● TASK TO COMPLETE: Every record below should be repeated exactly, with the pictures left out.

● MATERIAL FOR THIS EXERCISE:
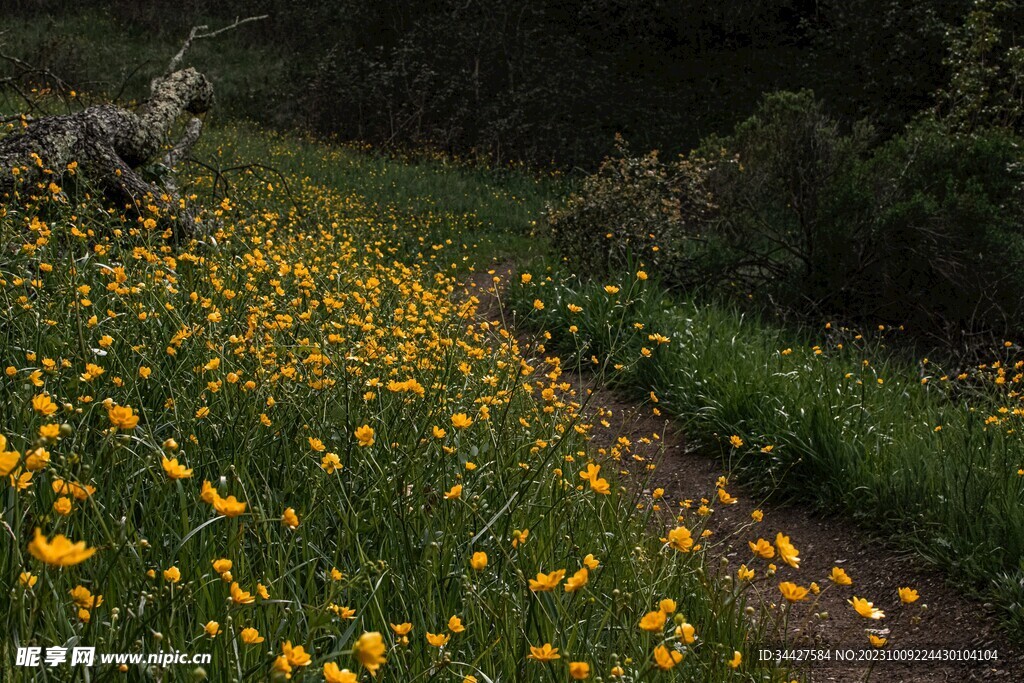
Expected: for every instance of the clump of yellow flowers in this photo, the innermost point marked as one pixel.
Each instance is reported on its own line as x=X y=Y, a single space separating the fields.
x=295 y=440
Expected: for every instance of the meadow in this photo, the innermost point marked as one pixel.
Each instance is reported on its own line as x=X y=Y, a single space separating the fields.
x=292 y=441
x=924 y=454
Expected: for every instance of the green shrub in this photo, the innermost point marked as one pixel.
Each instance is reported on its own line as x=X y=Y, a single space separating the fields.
x=924 y=229
x=940 y=223
x=773 y=190
x=633 y=208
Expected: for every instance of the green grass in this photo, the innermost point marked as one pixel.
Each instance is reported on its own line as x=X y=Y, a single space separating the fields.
x=312 y=305
x=926 y=456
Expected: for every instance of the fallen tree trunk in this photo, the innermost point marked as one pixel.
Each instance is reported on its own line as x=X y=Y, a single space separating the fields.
x=110 y=143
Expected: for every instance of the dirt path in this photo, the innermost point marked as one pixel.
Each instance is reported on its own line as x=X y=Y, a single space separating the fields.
x=942 y=619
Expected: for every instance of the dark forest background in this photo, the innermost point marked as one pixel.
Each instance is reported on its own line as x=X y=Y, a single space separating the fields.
x=537 y=81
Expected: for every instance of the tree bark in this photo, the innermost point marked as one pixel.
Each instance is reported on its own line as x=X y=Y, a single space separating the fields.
x=110 y=142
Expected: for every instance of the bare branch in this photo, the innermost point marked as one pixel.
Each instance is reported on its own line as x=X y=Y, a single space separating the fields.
x=197 y=33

● YOUR SOLUTION:
Expected: for every instance of the clump of yellow flowers in this photo, the innermost point marked as one pixel.
Each instance is reported on its own line as x=X y=Y, a single space separating the fields.
x=295 y=440
Expected: for every instance of the meadow in this photo, the innermost point marked as one pixel.
Each instance is reported on its own line as x=X y=Y, a single space separating the fields.
x=292 y=441
x=924 y=454
Expected: for every instance of the green shrub in this photo, the innermost point marked as one pixel.
Each instance is reported on its own line as x=X y=Y, a single space separating the fields.
x=924 y=229
x=940 y=223
x=773 y=190
x=633 y=208
Expected: for every instance of the green grass in this photo, the innermost point marked as one pixel.
Each instance is reported on its own line as x=X y=Y, a single space separating the fields.
x=312 y=305
x=926 y=456
Expected: for every instance of the fallen tree trunk in this photo, the innermost point marked as one pixel.
Each instance is reported on its own line as x=X y=Y, a single space separating the fields.
x=110 y=143
Expected: for every instance of the dirt path in this photo, the innermost point marked as one pixel.
Each instance is reported on its own line as x=X y=Y, a single space separating the fields.
x=942 y=619
Expected: for every instance of the dark forest background in this photo, the innermost point marked as one pixel.
Each instance is reported on its own line as x=X y=Y, a single space separating the fields.
x=537 y=81
Expected: for every instance of the tree bark in this photo, the innermost point marked as one pixel.
Each instance is reported on its own line as x=X y=Y, a single space separating the fields.
x=110 y=142
Expected: for every instance of the bare branch in this photo, the innermost point marked as one pixel.
Each instance is reported on its own line as x=X y=Y, a single space separating the fields.
x=197 y=33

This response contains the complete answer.